◆ **What is asked**
Starting at the line containing "The component shall point out each instance of the child's hand" and ending at the line containing "point(593, 14)", reproduce those lines of the listing with "window frame" switched to "door frame" and everything else unchanged.
** start Exercise materials **
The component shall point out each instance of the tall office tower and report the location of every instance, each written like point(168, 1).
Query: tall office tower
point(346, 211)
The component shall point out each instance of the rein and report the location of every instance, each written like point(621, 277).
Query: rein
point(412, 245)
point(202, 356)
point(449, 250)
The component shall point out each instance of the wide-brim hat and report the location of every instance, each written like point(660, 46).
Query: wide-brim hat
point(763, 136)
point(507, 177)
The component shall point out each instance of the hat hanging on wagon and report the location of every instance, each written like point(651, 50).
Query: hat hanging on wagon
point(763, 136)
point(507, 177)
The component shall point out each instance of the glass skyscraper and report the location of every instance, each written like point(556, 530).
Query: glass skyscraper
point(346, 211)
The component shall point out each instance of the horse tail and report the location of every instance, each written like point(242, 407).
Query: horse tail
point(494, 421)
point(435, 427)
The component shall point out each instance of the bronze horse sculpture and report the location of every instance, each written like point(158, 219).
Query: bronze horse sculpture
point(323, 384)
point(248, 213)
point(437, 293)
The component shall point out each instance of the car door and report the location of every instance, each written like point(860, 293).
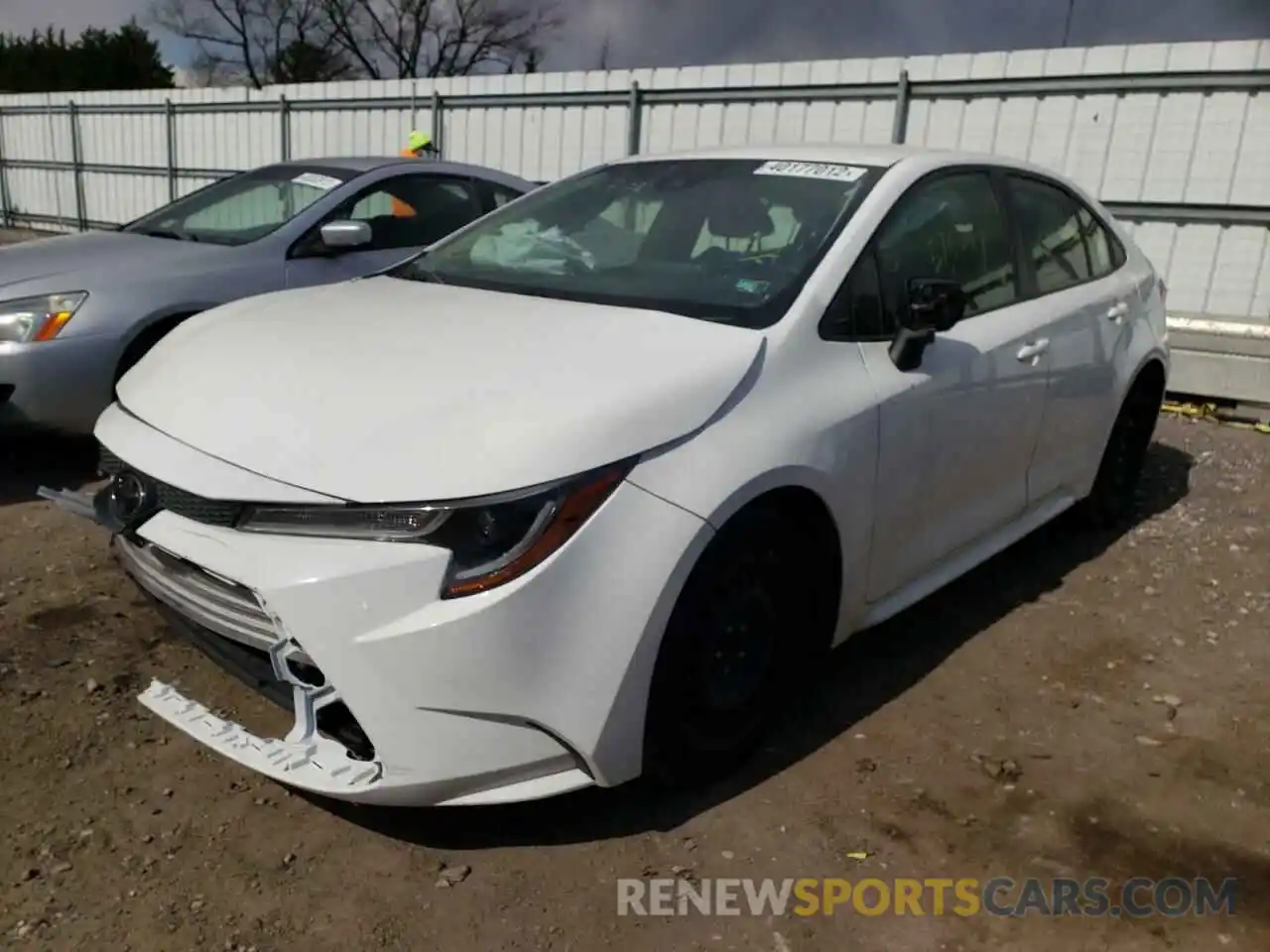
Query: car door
point(441, 204)
point(1075, 273)
point(955, 434)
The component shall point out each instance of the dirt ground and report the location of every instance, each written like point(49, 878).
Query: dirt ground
point(1123, 678)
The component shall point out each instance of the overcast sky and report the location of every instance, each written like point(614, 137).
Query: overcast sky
point(681, 32)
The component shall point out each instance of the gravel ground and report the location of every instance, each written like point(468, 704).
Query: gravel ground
point(1084, 707)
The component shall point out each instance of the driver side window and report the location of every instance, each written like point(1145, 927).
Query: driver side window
point(268, 204)
point(412, 211)
point(949, 227)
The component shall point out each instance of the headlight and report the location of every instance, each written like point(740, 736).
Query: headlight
point(492, 539)
point(39, 317)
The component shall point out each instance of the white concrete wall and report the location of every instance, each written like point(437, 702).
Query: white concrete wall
point(1209, 149)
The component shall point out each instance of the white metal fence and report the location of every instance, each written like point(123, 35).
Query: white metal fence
point(1174, 137)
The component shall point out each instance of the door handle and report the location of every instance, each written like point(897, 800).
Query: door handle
point(1030, 352)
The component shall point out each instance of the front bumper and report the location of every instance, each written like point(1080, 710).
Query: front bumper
point(527, 690)
point(60, 385)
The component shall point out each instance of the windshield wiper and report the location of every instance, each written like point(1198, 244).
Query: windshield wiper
point(168, 234)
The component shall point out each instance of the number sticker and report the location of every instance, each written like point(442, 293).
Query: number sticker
point(830, 172)
point(314, 180)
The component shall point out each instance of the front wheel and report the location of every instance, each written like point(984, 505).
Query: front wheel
point(743, 626)
point(1111, 500)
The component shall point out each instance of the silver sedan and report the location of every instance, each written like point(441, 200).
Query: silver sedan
point(77, 311)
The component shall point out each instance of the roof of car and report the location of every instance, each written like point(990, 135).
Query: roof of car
point(880, 155)
point(361, 164)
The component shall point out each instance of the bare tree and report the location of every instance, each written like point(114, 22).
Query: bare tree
point(255, 40)
point(429, 39)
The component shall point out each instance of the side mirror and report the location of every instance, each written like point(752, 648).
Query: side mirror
point(935, 304)
point(345, 234)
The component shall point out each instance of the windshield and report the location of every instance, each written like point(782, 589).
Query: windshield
point(244, 207)
point(721, 239)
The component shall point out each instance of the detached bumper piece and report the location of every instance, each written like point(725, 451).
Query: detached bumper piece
point(305, 758)
point(325, 751)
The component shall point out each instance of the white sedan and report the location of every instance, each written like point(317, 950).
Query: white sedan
point(584, 490)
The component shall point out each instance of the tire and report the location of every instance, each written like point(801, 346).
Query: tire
point(1111, 500)
point(742, 629)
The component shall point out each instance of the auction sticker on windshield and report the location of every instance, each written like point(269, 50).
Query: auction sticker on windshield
point(833, 172)
point(314, 180)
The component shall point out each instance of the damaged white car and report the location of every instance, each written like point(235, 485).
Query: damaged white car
point(583, 490)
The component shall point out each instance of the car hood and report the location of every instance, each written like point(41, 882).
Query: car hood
point(76, 262)
point(385, 390)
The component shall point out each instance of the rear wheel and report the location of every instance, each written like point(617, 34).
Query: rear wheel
point(1111, 500)
point(744, 626)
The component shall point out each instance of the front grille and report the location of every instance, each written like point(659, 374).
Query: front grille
point(209, 512)
point(223, 607)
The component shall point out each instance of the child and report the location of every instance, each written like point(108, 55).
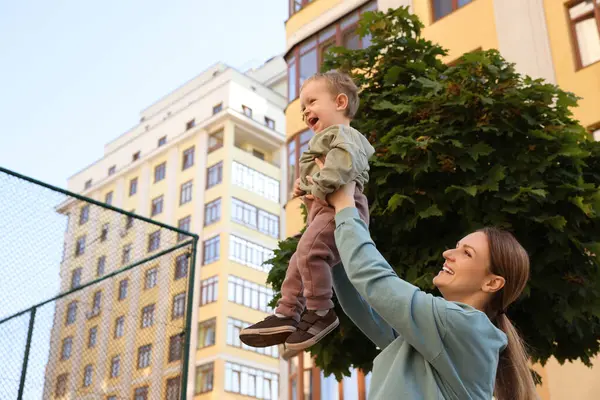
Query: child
point(329, 102)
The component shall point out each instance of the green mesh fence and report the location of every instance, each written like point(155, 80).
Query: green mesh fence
point(94, 301)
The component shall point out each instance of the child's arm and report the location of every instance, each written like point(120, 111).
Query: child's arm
point(344, 162)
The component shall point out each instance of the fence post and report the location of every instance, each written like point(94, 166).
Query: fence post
point(188, 322)
point(26, 355)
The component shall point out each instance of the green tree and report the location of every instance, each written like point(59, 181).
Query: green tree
point(460, 147)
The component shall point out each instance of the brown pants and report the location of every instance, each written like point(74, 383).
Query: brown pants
point(308, 280)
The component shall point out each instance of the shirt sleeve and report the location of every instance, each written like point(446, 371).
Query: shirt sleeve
point(363, 316)
point(418, 317)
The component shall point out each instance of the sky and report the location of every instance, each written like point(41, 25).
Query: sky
point(75, 74)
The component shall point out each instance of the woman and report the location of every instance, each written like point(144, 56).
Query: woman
point(462, 346)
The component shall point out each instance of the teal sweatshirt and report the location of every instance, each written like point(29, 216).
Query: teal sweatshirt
point(430, 348)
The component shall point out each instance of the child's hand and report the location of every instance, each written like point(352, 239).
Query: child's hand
point(297, 191)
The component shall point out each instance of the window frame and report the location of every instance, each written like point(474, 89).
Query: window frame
point(593, 14)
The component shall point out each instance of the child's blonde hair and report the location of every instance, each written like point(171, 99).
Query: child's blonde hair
point(339, 83)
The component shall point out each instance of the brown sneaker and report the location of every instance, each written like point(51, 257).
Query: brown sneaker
point(311, 329)
point(268, 332)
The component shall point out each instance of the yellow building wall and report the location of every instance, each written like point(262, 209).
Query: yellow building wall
point(585, 82)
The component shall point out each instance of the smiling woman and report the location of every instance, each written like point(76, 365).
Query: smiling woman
point(460, 346)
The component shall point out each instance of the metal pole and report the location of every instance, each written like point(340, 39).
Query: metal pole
point(26, 356)
point(188, 322)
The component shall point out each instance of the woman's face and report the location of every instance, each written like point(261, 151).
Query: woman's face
point(466, 269)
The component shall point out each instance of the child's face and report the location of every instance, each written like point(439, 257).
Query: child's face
point(320, 108)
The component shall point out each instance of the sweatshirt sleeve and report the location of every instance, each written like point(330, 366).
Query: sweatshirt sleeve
point(363, 316)
point(418, 317)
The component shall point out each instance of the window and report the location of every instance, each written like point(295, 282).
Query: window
point(249, 254)
point(204, 378)
point(212, 212)
point(208, 290)
point(101, 266)
point(584, 17)
point(215, 141)
point(306, 58)
point(96, 304)
point(61, 385)
point(71, 313)
point(76, 278)
point(249, 294)
point(92, 337)
point(132, 186)
point(88, 371)
point(251, 382)
point(190, 124)
point(108, 198)
point(214, 175)
point(181, 264)
point(185, 195)
point(157, 205)
point(297, 5)
point(144, 355)
point(173, 388)
point(141, 393)
point(188, 158)
point(296, 146)
point(115, 366)
point(270, 123)
point(104, 233)
point(67, 346)
point(184, 225)
point(147, 316)
point(255, 218)
point(123, 289)
point(151, 278)
point(258, 154)
point(211, 250)
point(129, 221)
point(207, 333)
point(126, 256)
point(153, 241)
point(441, 8)
point(176, 347)
point(80, 246)
point(234, 327)
point(119, 327)
point(159, 172)
point(178, 306)
point(256, 182)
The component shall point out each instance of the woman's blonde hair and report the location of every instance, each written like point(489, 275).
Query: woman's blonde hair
point(509, 260)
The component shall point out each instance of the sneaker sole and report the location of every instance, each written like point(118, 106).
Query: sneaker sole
point(258, 340)
point(314, 340)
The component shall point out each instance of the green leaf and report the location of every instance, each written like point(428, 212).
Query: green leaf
point(396, 201)
point(432, 211)
point(470, 190)
point(480, 149)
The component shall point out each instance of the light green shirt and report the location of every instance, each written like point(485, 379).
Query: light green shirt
point(347, 154)
point(431, 348)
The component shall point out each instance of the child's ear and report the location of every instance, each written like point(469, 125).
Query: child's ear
point(341, 102)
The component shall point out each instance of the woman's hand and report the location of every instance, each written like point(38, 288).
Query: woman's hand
point(341, 198)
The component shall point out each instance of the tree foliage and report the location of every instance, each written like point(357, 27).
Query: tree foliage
point(463, 146)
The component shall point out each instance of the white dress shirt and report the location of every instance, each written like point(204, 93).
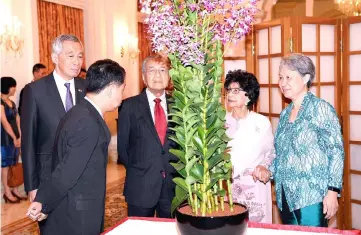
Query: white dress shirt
point(60, 83)
point(151, 102)
point(95, 106)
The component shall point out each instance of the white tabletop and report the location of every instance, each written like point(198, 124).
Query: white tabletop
point(144, 227)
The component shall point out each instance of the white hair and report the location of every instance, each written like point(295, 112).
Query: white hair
point(57, 45)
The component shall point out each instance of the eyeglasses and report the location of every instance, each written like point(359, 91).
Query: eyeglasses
point(162, 71)
point(234, 91)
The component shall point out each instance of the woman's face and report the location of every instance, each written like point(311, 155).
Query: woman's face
point(236, 97)
point(292, 83)
point(12, 91)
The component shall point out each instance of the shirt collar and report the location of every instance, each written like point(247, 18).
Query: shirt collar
point(60, 80)
point(151, 96)
point(95, 106)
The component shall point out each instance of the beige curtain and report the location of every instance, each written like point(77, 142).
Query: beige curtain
point(53, 20)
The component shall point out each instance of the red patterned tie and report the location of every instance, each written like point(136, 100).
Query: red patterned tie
point(160, 120)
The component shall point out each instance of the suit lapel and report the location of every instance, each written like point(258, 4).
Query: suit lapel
point(79, 90)
point(54, 95)
point(147, 115)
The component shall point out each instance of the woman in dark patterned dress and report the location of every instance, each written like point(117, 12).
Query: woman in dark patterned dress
point(10, 137)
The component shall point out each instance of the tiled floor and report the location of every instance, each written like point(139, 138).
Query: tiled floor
point(11, 213)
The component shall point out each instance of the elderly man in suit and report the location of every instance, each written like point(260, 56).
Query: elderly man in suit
point(74, 196)
point(143, 146)
point(45, 102)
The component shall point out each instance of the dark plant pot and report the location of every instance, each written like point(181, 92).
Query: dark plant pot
point(198, 225)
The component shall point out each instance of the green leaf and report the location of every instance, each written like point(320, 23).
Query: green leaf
point(180, 196)
point(210, 121)
point(178, 95)
point(190, 164)
point(211, 150)
point(212, 107)
point(172, 137)
point(201, 132)
point(198, 143)
point(197, 172)
point(181, 183)
point(221, 192)
point(180, 154)
point(180, 138)
point(178, 166)
point(190, 180)
point(214, 180)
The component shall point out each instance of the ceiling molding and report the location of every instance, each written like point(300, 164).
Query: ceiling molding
point(80, 4)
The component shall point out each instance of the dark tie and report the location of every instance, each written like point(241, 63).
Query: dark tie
point(159, 120)
point(68, 98)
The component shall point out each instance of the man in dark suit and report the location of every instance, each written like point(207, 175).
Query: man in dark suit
point(45, 102)
point(39, 71)
point(143, 146)
point(74, 196)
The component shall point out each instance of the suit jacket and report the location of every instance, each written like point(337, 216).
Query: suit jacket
point(74, 196)
point(41, 112)
point(142, 154)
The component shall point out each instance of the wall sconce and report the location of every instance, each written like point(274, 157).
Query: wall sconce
point(131, 48)
point(10, 36)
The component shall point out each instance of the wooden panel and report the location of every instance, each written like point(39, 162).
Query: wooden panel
point(350, 71)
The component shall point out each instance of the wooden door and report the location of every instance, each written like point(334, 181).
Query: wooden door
point(270, 47)
point(351, 112)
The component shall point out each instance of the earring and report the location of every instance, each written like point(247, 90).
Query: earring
point(247, 100)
** end Exercise materials **
◆ **Result for this task**
The component shall point out each instance of the child's hand and report the location of every instance, each written like point(352, 239).
Query: child's hand
point(297, 191)
The component shall point out each instance of the door frame and report the location of every instance, each written like point(474, 89).
Query: door frame
point(593, 14)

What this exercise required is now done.